___ Material shown ___

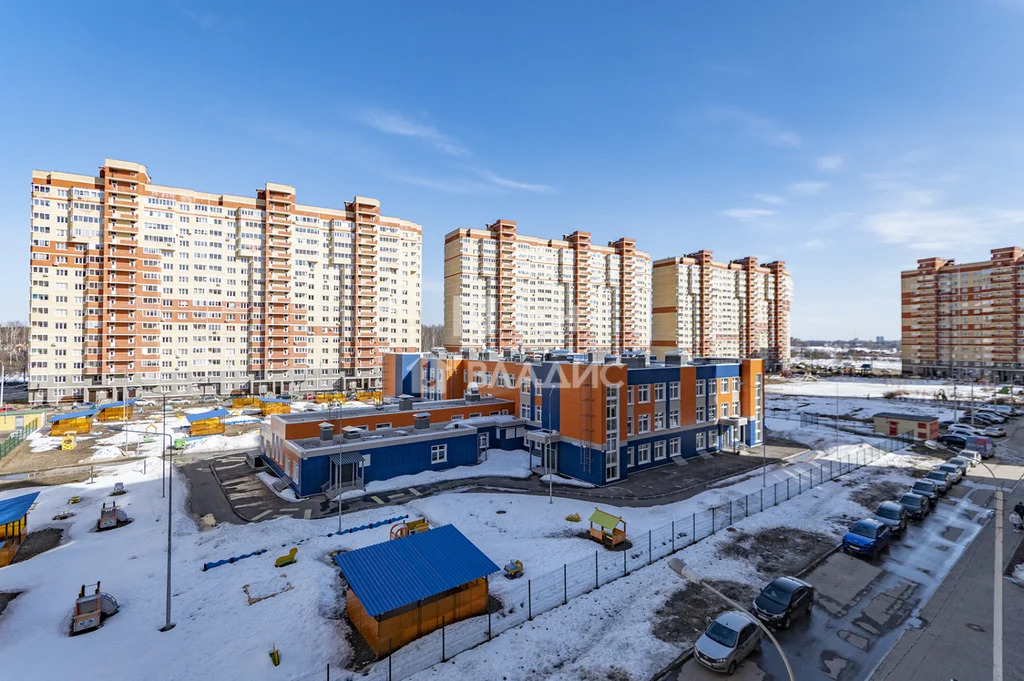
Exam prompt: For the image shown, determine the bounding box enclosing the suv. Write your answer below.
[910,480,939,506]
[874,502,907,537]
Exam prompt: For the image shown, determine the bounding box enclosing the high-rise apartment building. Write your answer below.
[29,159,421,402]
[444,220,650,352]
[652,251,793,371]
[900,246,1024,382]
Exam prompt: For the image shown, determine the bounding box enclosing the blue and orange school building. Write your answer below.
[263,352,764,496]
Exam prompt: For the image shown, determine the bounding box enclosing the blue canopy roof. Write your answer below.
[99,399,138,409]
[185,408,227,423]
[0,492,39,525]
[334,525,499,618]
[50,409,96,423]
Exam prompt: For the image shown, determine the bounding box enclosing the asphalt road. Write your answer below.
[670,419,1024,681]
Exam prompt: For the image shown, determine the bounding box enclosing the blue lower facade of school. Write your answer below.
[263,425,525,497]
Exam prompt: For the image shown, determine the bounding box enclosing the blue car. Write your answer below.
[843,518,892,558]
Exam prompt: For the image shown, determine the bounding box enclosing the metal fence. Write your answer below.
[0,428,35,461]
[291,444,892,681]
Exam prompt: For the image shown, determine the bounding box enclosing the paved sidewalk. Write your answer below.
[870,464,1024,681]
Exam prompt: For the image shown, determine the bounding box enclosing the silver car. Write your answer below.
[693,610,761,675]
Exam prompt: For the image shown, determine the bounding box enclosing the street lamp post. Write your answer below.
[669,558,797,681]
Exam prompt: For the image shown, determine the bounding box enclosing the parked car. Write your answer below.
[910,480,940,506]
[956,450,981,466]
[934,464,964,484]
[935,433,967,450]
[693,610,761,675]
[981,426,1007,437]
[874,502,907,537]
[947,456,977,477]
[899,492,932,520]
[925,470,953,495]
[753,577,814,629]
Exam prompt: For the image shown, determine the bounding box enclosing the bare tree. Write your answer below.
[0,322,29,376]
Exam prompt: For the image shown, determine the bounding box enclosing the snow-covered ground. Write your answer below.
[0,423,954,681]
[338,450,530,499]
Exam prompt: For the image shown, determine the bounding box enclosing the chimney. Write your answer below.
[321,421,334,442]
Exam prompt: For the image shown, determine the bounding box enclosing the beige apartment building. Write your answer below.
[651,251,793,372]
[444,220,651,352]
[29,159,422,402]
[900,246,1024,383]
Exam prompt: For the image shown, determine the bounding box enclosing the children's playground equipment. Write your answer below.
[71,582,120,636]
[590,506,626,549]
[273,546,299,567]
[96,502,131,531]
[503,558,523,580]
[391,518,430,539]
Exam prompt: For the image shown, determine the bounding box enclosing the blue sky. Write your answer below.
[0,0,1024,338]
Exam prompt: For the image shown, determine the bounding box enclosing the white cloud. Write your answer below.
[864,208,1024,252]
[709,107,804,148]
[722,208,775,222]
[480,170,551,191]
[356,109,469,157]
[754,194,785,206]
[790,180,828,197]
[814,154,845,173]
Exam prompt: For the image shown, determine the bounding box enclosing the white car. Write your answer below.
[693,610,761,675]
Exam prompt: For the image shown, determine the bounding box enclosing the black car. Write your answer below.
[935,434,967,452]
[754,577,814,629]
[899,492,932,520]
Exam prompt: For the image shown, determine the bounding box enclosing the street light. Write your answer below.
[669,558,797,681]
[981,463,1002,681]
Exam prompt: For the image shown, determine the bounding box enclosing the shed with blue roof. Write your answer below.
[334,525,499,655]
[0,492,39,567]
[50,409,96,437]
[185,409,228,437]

___

### [Short task]
Copy all of the material above word for word, but leave out the pictures.

### [Expected output]
Exam prompt: For the image shown, determine the bounding box enclosing the suv. Write your answer below.
[910,480,939,506]
[874,502,907,537]
Exam prompt: For the image shown, determine the bounding box enclosing the high-rise apartment building. Write your answer below.
[29,159,421,402]
[444,220,650,352]
[652,251,793,371]
[900,246,1024,382]
Exam prompt: For the image shown, determine the bounding box enclosing the blue and orange school building. Write your answer below.
[263,352,764,496]
Exam prompt: For the image shown, determine the bounding box enclosing the blue canopy roof. Write your answer below.
[99,399,138,409]
[185,408,227,423]
[0,492,39,525]
[334,525,499,618]
[50,409,96,423]
Exam prompt: For the image shown, determine the bounding box enclosing the asphalt road. Write your answer below.
[670,419,1024,681]
Exam prompt: For the image shown, determine the bounding box enclosing the blue lower facade of school. Write your answer below.
[263,425,525,497]
Exam prompt: For the image shown, determine the bounding box enclosing the blue car. Write your answer below.
[843,518,892,558]
Exam prompt: For the image shown, determine the bounding box enclosing the metal fence. Write your answer below.
[0,428,35,461]
[291,444,892,681]
Exam prompt: For the image shown, determine the bounding box enclosing the paved sidewalk. Write your answer below.
[870,464,1024,681]
Exam prompt: For the image shown, determine the bounding box enclosing the silver car. Write your answer below.
[693,610,761,675]
Exam prompt: For the image shown, determine the bounding box enclosing the street lamp post. Write your answer below.
[669,558,797,681]
Exam prompt: For the image shown, determine the bounding box enclosing the parked car. Write your answer below.
[910,480,940,506]
[956,450,981,466]
[934,464,964,484]
[935,433,967,450]
[693,610,761,675]
[981,426,1007,437]
[874,502,907,537]
[947,456,977,477]
[899,492,932,520]
[925,470,953,495]
[753,577,814,629]
Exam prompt: For the image shown, determine the bounding box enclosing the bare tree. Write your answer below.
[0,322,29,376]
Exam prompt: For the image shown, determine the bounding box enclosing the snow-covered ground. Write your answer below.
[0,423,954,681]
[338,450,530,499]
Exam prompt: For the image shown, determine the bounding box enclosing the chimney. Write your answer below.
[321,421,334,442]
Exam prompt: For the image shown, determine the bounding box enclosing the beige apartment building. Write your answer below.
[651,251,793,372]
[444,220,651,352]
[29,159,422,402]
[900,246,1024,383]
Exam prompt: For the image shown, determine the bounding box enclosing the children's playground equipment. Write your answer below.
[71,582,120,636]
[590,506,626,549]
[273,546,299,567]
[96,502,131,531]
[503,558,523,580]
[391,518,430,539]
Exam prompt: For the image shown, determine the bounding box enclosing the blue sky. Write your answer below.
[0,0,1024,338]
Exam prompt: For the image shown, determine the bounding box enclosing the white cloud. Write your answer below.
[864,208,1024,252]
[709,107,804,148]
[722,208,775,222]
[480,170,551,191]
[356,109,469,157]
[754,194,785,206]
[790,180,828,197]
[814,154,845,173]
Exam prompt: For the image shown, determine the bounding box enclosing the white car. Write your answer below.
[693,610,761,675]
Exam prompt: For the image shown, determine the bounding box enclosing the black car. Write your answer below.
[935,434,967,452]
[754,577,814,629]
[899,492,932,520]
Exam prompt: For the image shown, determine the bounding box enclosing the street light. Write your answer below.
[669,558,797,681]
[981,463,1002,681]
Exam prompt: For the image shown, determine the bounding box enclosing the shed with blue roof. Write your answer below.
[334,525,499,655]
[0,492,39,567]
[50,409,96,437]
[185,409,228,437]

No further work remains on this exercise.